Raw data:
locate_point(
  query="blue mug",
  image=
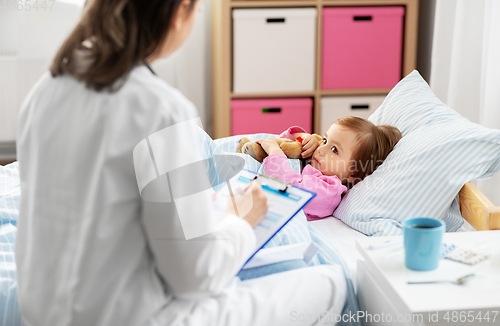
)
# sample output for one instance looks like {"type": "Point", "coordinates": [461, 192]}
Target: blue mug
{"type": "Point", "coordinates": [422, 242]}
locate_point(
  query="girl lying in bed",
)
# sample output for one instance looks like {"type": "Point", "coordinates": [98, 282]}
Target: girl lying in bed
{"type": "Point", "coordinates": [351, 150]}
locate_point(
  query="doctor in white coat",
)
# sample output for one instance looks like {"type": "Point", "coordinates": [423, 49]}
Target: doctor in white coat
{"type": "Point", "coordinates": [90, 250]}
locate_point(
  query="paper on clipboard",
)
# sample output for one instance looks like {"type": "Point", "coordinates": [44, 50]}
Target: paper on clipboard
{"type": "Point", "coordinates": [284, 202]}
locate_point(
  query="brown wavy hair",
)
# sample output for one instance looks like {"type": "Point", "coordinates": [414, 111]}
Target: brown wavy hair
{"type": "Point", "coordinates": [374, 144]}
{"type": "Point", "coordinates": [111, 38]}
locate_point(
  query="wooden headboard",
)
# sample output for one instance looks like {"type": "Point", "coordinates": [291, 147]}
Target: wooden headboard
{"type": "Point", "coordinates": [477, 209]}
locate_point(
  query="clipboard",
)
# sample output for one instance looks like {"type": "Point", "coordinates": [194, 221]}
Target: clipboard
{"type": "Point", "coordinates": [284, 201]}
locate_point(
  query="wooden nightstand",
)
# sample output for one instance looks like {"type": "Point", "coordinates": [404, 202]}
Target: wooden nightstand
{"type": "Point", "coordinates": [384, 294]}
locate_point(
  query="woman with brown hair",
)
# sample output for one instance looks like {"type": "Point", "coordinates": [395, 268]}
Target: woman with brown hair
{"type": "Point", "coordinates": [90, 250]}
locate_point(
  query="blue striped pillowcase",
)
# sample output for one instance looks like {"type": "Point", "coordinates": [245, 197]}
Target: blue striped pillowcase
{"type": "Point", "coordinates": [440, 151]}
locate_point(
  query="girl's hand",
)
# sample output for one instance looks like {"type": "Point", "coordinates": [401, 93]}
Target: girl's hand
{"type": "Point", "coordinates": [309, 145]}
{"type": "Point", "coordinates": [270, 146]}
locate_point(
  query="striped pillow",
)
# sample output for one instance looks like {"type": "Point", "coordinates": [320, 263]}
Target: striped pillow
{"type": "Point", "coordinates": [440, 151]}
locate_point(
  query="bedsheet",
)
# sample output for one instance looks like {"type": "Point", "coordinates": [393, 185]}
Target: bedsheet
{"type": "Point", "coordinates": [296, 231]}
{"type": "Point", "coordinates": [9, 206]}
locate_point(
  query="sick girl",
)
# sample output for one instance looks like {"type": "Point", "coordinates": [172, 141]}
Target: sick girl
{"type": "Point", "coordinates": [351, 150]}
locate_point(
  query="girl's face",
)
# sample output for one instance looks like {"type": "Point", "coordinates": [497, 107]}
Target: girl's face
{"type": "Point", "coordinates": [182, 24]}
{"type": "Point", "coordinates": [333, 156]}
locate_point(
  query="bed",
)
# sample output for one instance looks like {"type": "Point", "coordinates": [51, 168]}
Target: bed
{"type": "Point", "coordinates": [418, 178]}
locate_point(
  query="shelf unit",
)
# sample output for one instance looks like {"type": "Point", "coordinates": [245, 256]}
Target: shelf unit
{"type": "Point", "coordinates": [222, 62]}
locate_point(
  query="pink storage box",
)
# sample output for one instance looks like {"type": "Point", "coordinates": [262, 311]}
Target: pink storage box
{"type": "Point", "coordinates": [362, 47]}
{"type": "Point", "coordinates": [270, 115]}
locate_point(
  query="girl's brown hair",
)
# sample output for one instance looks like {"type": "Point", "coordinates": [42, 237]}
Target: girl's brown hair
{"type": "Point", "coordinates": [111, 38]}
{"type": "Point", "coordinates": [374, 144]}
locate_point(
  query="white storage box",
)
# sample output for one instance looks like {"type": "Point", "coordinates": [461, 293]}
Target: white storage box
{"type": "Point", "coordinates": [274, 50]}
{"type": "Point", "coordinates": [333, 108]}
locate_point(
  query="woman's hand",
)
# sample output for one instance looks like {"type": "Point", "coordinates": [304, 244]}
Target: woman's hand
{"type": "Point", "coordinates": [309, 145]}
{"type": "Point", "coordinates": [250, 205]}
{"type": "Point", "coordinates": [270, 146]}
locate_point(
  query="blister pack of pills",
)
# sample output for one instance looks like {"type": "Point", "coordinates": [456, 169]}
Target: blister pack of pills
{"type": "Point", "coordinates": [466, 256]}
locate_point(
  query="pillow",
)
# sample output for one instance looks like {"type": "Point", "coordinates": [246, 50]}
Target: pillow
{"type": "Point", "coordinates": [439, 152]}
{"type": "Point", "coordinates": [10, 193]}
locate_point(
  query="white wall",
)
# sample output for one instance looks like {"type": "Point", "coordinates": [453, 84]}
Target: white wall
{"type": "Point", "coordinates": [29, 38]}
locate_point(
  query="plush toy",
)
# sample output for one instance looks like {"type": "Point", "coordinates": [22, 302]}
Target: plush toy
{"type": "Point", "coordinates": [291, 148]}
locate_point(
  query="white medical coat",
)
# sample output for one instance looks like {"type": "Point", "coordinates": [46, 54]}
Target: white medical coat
{"type": "Point", "coordinates": [90, 251]}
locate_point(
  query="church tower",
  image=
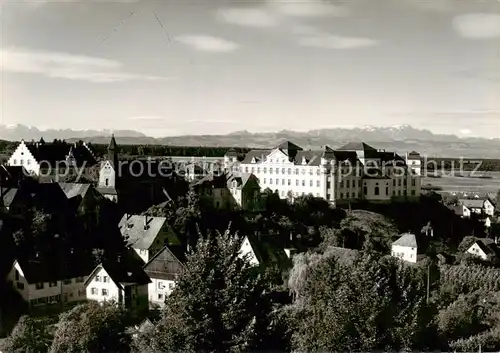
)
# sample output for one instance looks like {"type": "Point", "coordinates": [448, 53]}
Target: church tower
{"type": "Point", "coordinates": [109, 172]}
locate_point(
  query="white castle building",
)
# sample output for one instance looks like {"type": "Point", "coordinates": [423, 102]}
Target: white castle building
{"type": "Point", "coordinates": [353, 172]}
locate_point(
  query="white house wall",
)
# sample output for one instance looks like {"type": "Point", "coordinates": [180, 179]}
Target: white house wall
{"type": "Point", "coordinates": [70, 290]}
{"type": "Point", "coordinates": [99, 285]}
{"type": "Point", "coordinates": [405, 253]}
{"type": "Point", "coordinates": [246, 248]}
{"type": "Point", "coordinates": [159, 289]}
{"type": "Point", "coordinates": [23, 157]}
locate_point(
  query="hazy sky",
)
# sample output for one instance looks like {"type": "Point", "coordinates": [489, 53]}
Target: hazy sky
{"type": "Point", "coordinates": [171, 67]}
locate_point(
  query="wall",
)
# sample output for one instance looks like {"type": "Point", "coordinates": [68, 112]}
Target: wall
{"type": "Point", "coordinates": [405, 253]}
{"type": "Point", "coordinates": [22, 156]}
{"type": "Point", "coordinates": [156, 294]}
{"type": "Point", "coordinates": [113, 290]}
{"type": "Point", "coordinates": [246, 248]}
{"type": "Point", "coordinates": [71, 291]}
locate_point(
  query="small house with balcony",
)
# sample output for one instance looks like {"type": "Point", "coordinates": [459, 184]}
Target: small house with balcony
{"type": "Point", "coordinates": [164, 269]}
{"type": "Point", "coordinates": [121, 280]}
{"type": "Point", "coordinates": [41, 281]}
{"type": "Point", "coordinates": [406, 248]}
{"type": "Point", "coordinates": [147, 235]}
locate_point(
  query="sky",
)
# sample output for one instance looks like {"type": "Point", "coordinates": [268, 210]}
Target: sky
{"type": "Point", "coordinates": [172, 67]}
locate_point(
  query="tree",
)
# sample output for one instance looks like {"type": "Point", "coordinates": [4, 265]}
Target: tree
{"type": "Point", "coordinates": [219, 303]}
{"type": "Point", "coordinates": [375, 303]}
{"type": "Point", "coordinates": [30, 335]}
{"type": "Point", "coordinates": [92, 327]}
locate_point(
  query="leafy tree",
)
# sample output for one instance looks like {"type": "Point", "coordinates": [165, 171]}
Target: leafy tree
{"type": "Point", "coordinates": [373, 304]}
{"type": "Point", "coordinates": [219, 304]}
{"type": "Point", "coordinates": [92, 327]}
{"type": "Point", "coordinates": [30, 335]}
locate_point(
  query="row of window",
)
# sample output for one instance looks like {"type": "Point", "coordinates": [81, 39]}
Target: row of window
{"type": "Point", "coordinates": [289, 182]}
{"type": "Point", "coordinates": [21, 162]}
{"type": "Point", "coordinates": [277, 170]}
{"type": "Point", "coordinates": [41, 285]}
{"type": "Point", "coordinates": [95, 291]}
{"type": "Point", "coordinates": [105, 279]}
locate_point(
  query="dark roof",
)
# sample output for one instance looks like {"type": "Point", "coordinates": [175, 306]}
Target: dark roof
{"type": "Point", "coordinates": [356, 146]}
{"type": "Point", "coordinates": [406, 239]}
{"type": "Point", "coordinates": [167, 264]}
{"type": "Point", "coordinates": [8, 195]}
{"type": "Point", "coordinates": [12, 174]}
{"type": "Point", "coordinates": [74, 189]}
{"type": "Point", "coordinates": [267, 251]}
{"type": "Point", "coordinates": [52, 153]}
{"type": "Point", "coordinates": [140, 232]}
{"type": "Point", "coordinates": [124, 271]}
{"type": "Point", "coordinates": [50, 269]}
{"type": "Point", "coordinates": [488, 246]}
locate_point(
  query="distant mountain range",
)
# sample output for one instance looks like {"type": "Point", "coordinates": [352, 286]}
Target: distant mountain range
{"type": "Point", "coordinates": [400, 138]}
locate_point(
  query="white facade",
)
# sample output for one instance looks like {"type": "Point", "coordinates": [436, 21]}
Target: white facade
{"type": "Point", "coordinates": [69, 290]}
{"type": "Point", "coordinates": [102, 288]}
{"type": "Point", "coordinates": [405, 253]}
{"type": "Point", "coordinates": [23, 157]}
{"type": "Point", "coordinates": [312, 172]}
{"type": "Point", "coordinates": [246, 248]}
{"type": "Point", "coordinates": [159, 290]}
{"type": "Point", "coordinates": [476, 250]}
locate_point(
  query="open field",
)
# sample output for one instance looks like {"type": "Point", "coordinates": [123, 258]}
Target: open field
{"type": "Point", "coordinates": [457, 183]}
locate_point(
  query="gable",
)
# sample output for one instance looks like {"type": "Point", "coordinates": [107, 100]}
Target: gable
{"type": "Point", "coordinates": [277, 156]}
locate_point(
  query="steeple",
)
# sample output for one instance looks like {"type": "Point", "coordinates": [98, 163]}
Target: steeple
{"type": "Point", "coordinates": [113, 151]}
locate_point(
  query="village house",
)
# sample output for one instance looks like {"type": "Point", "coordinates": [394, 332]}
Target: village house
{"type": "Point", "coordinates": [485, 248]}
{"type": "Point", "coordinates": [341, 175]}
{"type": "Point", "coordinates": [53, 160]}
{"type": "Point", "coordinates": [122, 280]}
{"type": "Point", "coordinates": [41, 281]}
{"type": "Point", "coordinates": [478, 206]}
{"type": "Point", "coordinates": [230, 190]}
{"type": "Point", "coordinates": [137, 184]}
{"type": "Point", "coordinates": [164, 270]}
{"type": "Point", "coordinates": [147, 235]}
{"type": "Point", "coordinates": [262, 250]}
{"type": "Point", "coordinates": [405, 248]}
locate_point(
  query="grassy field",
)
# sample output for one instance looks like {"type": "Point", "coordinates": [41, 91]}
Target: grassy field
{"type": "Point", "coordinates": [464, 183]}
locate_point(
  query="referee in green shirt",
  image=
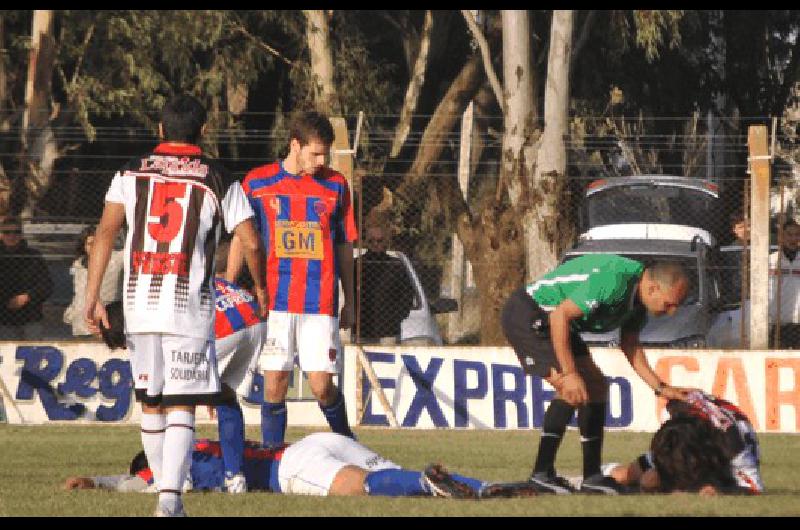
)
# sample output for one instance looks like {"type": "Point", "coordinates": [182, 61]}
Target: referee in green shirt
{"type": "Point", "coordinates": [543, 321]}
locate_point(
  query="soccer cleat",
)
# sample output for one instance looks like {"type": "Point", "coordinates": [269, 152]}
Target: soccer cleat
{"type": "Point", "coordinates": [236, 484]}
{"type": "Point", "coordinates": [603, 485]}
{"type": "Point", "coordinates": [551, 483]}
{"type": "Point", "coordinates": [441, 484]}
{"type": "Point", "coordinates": [166, 509]}
{"type": "Point", "coordinates": [507, 490]}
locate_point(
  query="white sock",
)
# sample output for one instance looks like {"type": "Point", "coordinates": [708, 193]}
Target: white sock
{"type": "Point", "coordinates": [153, 442]}
{"type": "Point", "coordinates": [178, 440]}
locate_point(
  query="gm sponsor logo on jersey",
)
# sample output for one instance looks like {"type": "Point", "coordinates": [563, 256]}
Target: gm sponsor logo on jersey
{"type": "Point", "coordinates": [298, 239]}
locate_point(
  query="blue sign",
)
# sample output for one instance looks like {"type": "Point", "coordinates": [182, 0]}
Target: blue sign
{"type": "Point", "coordinates": [507, 383]}
{"type": "Point", "coordinates": [42, 365]}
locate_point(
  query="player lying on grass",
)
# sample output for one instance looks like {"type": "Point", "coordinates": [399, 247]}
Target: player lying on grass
{"type": "Point", "coordinates": [319, 464]}
{"type": "Point", "coordinates": [707, 446]}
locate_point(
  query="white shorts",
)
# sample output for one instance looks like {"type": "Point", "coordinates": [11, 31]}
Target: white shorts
{"type": "Point", "coordinates": [237, 357]}
{"type": "Point", "coordinates": [173, 365]}
{"type": "Point", "coordinates": [309, 466]}
{"type": "Point", "coordinates": [314, 339]}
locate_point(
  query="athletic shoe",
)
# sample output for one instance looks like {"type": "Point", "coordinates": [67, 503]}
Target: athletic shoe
{"type": "Point", "coordinates": [507, 490]}
{"type": "Point", "coordinates": [551, 483]}
{"type": "Point", "coordinates": [441, 484]}
{"type": "Point", "coordinates": [601, 484]}
{"type": "Point", "coordinates": [165, 509]}
{"type": "Point", "coordinates": [236, 484]}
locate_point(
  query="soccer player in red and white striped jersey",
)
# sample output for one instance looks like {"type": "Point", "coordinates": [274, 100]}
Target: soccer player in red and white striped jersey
{"type": "Point", "coordinates": [175, 201]}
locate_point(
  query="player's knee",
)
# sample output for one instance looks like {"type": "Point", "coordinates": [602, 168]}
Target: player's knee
{"type": "Point", "coordinates": [276, 385]}
{"type": "Point", "coordinates": [349, 481]}
{"type": "Point", "coordinates": [322, 387]}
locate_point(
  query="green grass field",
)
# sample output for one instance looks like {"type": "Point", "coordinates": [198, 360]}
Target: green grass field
{"type": "Point", "coordinates": [37, 459]}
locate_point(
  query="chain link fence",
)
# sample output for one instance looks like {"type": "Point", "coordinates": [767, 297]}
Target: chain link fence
{"type": "Point", "coordinates": [417, 283]}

Goal: Gather every line in the listing above that contains the word "jersey". Match the case.

Solution to this exercise:
  query="gm sponsor logo on jersey",
Target: gm sponsor logo on jersey
  query="soccer player in red and white striped jersey",
Target: soccer player in red and white striped jersey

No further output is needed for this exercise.